Listed records -

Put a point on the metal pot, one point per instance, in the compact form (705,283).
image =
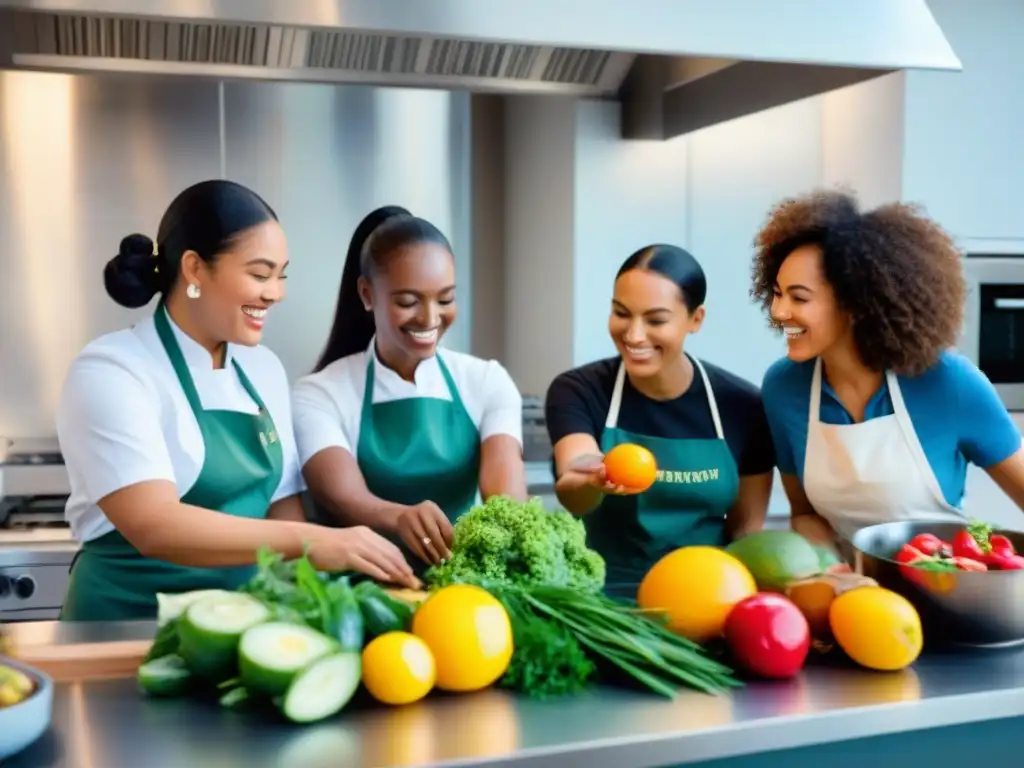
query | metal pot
(982,609)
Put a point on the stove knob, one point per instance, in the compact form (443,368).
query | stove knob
(25,587)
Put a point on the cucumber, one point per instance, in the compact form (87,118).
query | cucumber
(170,606)
(381,612)
(345,623)
(210,629)
(166,676)
(271,654)
(324,687)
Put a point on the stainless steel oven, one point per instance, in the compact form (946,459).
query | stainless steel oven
(993,336)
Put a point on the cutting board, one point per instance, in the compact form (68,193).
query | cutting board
(79,662)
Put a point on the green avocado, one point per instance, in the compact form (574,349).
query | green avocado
(776,558)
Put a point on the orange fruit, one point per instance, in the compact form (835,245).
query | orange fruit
(877,628)
(469,633)
(397,668)
(696,587)
(631,466)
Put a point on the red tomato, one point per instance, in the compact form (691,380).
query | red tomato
(768,635)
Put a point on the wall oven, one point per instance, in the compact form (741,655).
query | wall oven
(993,336)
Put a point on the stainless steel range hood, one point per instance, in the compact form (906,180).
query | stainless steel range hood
(676,66)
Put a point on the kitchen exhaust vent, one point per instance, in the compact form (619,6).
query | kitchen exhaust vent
(253,45)
(274,50)
(676,66)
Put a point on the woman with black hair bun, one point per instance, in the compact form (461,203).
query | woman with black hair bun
(705,426)
(394,431)
(177,432)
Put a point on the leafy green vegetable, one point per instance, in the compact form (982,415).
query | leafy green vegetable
(287,586)
(548,660)
(381,611)
(638,643)
(610,633)
(520,543)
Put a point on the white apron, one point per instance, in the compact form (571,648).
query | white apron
(857,475)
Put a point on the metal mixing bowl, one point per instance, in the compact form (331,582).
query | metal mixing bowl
(24,723)
(962,607)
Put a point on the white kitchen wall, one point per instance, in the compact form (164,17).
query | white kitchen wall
(965,131)
(540,241)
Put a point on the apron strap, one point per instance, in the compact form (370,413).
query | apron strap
(913,442)
(616,398)
(712,402)
(814,410)
(453,389)
(248,385)
(173,350)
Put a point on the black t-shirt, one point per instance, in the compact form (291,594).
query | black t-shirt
(578,402)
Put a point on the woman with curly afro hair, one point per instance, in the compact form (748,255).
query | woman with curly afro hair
(873,414)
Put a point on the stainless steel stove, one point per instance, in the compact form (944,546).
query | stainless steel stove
(36,546)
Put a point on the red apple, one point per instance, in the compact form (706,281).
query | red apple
(768,635)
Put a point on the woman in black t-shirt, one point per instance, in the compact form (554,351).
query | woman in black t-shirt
(706,427)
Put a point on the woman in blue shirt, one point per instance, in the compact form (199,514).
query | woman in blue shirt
(873,416)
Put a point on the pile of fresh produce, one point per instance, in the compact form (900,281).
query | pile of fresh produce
(973,548)
(537,563)
(772,596)
(520,543)
(519,605)
(292,637)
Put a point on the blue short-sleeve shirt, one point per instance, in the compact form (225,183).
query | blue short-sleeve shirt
(953,408)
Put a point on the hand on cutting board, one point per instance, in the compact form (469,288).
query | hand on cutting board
(589,469)
(426,530)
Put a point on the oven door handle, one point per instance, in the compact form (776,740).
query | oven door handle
(1009,303)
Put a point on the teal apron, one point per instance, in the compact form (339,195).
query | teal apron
(112,581)
(697,482)
(418,450)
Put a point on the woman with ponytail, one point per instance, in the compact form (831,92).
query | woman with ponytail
(177,431)
(393,431)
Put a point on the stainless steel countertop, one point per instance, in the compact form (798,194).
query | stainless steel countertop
(111,724)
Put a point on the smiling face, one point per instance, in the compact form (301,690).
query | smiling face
(413,302)
(240,286)
(805,306)
(649,322)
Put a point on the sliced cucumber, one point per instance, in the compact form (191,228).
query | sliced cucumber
(210,629)
(271,654)
(166,676)
(324,687)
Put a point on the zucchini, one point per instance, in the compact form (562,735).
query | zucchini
(271,654)
(166,676)
(210,629)
(381,612)
(344,623)
(323,688)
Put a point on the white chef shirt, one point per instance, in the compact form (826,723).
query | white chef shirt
(123,417)
(328,406)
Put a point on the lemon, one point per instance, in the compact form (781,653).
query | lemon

Short task - Please convert all the records above into a numbered list, skipping blank lines and leaving the pictures out.

In response -
1. Put a point on the metal pot, one point per instance, in the compact form (705,283).
2. image =
3. query | metal pot
4. (982,609)
5. Put a point on the stove knob, one point per instance, in the compact form (443,368).
6. query | stove knob
7. (25,587)
8. Put a point on the cucumber, one point per instance, in the compact form (87,118).
9. query | cucumber
10. (170,606)
11. (381,612)
12. (345,623)
13. (210,629)
14. (166,676)
15. (271,654)
16. (324,687)
17. Put a point on the stainless steel oven, one point per instance, in the compact form (946,459).
18. query | stainless steel oven
19. (993,336)
20. Put a point on the cutting board, one point per instance, in the compact form (68,193).
21. query | cutting board
22. (79,662)
23. Put a point on the green avocado, one point per instance, in the compact form (574,349).
24. query | green avocado
25. (776,558)
26. Put a point on the orange fruit, one point per instance, in the compact form (835,245).
27. query | orange fruit
28. (877,628)
29. (469,633)
30. (397,668)
31. (696,587)
32. (631,466)
33. Put a point on the red tomato, one point per instance, in the compact form (691,380).
34. query | red tomato
35. (768,635)
36. Put a point on the wall oven, one point per instance, in the compact form (741,655).
37. query | wall oven
38. (993,336)
39. Put a point on the stainless steel range hood, one point per instance, in the compact form (906,180).
40. query | stainless steel range hood
41. (676,66)
42. Put a point on the kitchen exhaust vent, one point per instance, in the compact form (619,6).
43. query | kitchen exhaust vent
44. (253,45)
45. (274,50)
46. (676,66)
47. Put a point on the woman with black hair bun, one point per instance, in the compact form (461,203).
48. query | woman with black hair bun
49. (705,426)
50. (394,431)
51. (177,432)
52. Put a point on the leafy green vegetable, one point per instance, in the compact form (982,415).
53. query | leafy green vegetable
54. (287,586)
55. (548,660)
56. (381,611)
57. (638,643)
58. (610,633)
59. (520,543)
60. Put a point on the white apron, one point per instance, in the compact form (571,648).
61. query | white apron
62. (857,475)
63. Put a point on the metal mixing bowl, one point per instance, in the compact form (331,582).
64. query | metal mixing bowl
65. (24,723)
66. (962,607)
67. Put a point on the white kitchen wall, one point per instance, in the compact form (164,17).
68. query | white kitchen wall
69. (965,131)
70. (540,241)
71. Put a point on the apron strap, one point per instance, in the compact form (370,413).
72. query | apron strap
73. (913,442)
74. (616,398)
75. (712,402)
76. (814,410)
77. (453,389)
78. (248,385)
79. (173,350)
80. Put a point on the black t-shirt, one point per instance, in the compact form (291,594).
81. query | black t-shirt
82. (578,402)
83. Put a point on the woman with curly afro hair, one point per instance, in the compact form (748,255).
84. query | woman with curly afro hair
85. (873,414)
86. Put a point on the stainless steel stove, one point per instance, in the compact form (944,546).
87. query | stainless steel stove
88. (36,546)
89. Put a point on the red apple, one point per instance, in the compact form (706,281).
90. query | red apple
91. (768,635)
92. Put a point on the woman in black t-shirt, one point per instance, in the compact form (554,351).
93. query | woman in black t-shirt
94. (706,427)
95. Put a point on the woman in blue shirt, one point per instance, in the compact form (199,514).
96. query | woman in blue shirt
97. (873,416)
98. Put a point on the pile of fresh produce, one point per instance, in the compact form (900,281).
99. query | pile of fresh produce
100. (973,548)
101. (537,563)
102. (772,596)
103. (520,543)
104. (519,605)
105. (292,637)
106. Put a point on the blue short-sleeve shirt, one point per instance, in the compact form (225,183).
107. query | blue short-sleeve shirt
108. (953,408)
109. Put a point on the hand on cutting board, one point per instance, in the compact form (469,288).
110. query | hand on cutting board
111. (589,469)
112. (426,530)
113. Put a point on the oven door handle, one point per instance, in the compact form (776,740).
114. query | oven door handle
115. (1009,303)
116. Put a point on the teal apron, one point per instance, in the compact form (339,195).
117. query | teal apron
118. (112,581)
119. (697,482)
120. (418,450)
121. Put a point on the woman with ponytail, one point per instance, in the compact form (831,92).
122. query | woman with ponytail
123. (177,431)
124. (393,431)
125. Put a point on the stainless steel countertop, one point per instance, in the compact form (798,194).
126. query | stainless steel countertop
127. (111,724)
128. Put a point on the smiling face, one point per instance, in the compact form (301,690).
129. query | smiling face
130. (413,302)
131. (240,286)
132. (805,306)
133. (649,322)
134. Put a point on the sliced cucumber, one point per instance, in the compact form (191,228).
135. query | sliced cucumber
136. (210,629)
137. (271,654)
138. (166,676)
139. (324,687)
140. Put a point on the zucchini, one point per instance, in the compact form (562,735).
141. query | zucchini
142. (271,654)
143. (166,676)
144. (210,629)
145. (381,612)
146. (344,623)
147. (323,688)
148. Put a point on the white chef shirt, one point per instance, in the compact form (826,723).
149. query | white chef shirt
150. (123,417)
151. (328,406)
152. Put a point on the lemon, one point per instance, in the compact form (781,653).
153. query | lemon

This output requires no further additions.